----- INFORMATION PROVIDED

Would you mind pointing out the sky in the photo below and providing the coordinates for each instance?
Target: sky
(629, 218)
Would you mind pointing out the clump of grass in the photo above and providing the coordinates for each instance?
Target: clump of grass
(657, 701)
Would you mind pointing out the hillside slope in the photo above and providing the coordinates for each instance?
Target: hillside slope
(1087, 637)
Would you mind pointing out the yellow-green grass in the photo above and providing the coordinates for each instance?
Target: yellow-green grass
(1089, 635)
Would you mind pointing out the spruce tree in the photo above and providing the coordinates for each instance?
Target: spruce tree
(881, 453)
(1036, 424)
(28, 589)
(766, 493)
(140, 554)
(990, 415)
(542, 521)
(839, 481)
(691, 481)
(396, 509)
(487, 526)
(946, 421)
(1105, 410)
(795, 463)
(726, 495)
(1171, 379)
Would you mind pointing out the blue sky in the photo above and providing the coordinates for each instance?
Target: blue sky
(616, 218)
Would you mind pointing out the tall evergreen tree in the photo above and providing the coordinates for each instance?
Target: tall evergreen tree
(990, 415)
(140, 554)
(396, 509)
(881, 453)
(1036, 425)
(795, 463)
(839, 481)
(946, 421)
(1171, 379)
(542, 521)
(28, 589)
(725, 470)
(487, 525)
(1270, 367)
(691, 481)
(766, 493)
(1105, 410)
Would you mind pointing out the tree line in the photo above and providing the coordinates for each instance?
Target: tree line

----------

**OBJECTIVE**:
Rewrite the data from the line containing "Would you mind pointing out the spruce" through the end of the data, changing "spruce tree" to "pine tree" and leaving everything else unchanged.

**WORKED ANSWER**:
Would you mind pointing out the pine tree in the photo above and providing the coordinates for each instance?
Target: pine tree
(881, 453)
(1036, 424)
(28, 589)
(766, 493)
(140, 554)
(990, 415)
(542, 521)
(839, 481)
(691, 481)
(396, 509)
(487, 526)
(946, 421)
(1105, 410)
(795, 463)
(726, 495)
(1171, 379)
Would you mind pointing out the blue sky in the photo above and providing the coordinates for each instance?
Target: blue sky
(616, 218)
Would you mind pointing out the tall evergreen tree in the photo above and providing the coordinates for each instance?
Target: tall evergreen tree
(990, 415)
(140, 554)
(396, 509)
(881, 453)
(1036, 425)
(795, 463)
(839, 481)
(946, 421)
(1171, 379)
(542, 521)
(28, 589)
(725, 470)
(487, 525)
(1270, 367)
(691, 481)
(766, 493)
(1105, 410)
Would you mind pointing out the tree line in the photo above and providing the coordinates for each instance?
Target: tree line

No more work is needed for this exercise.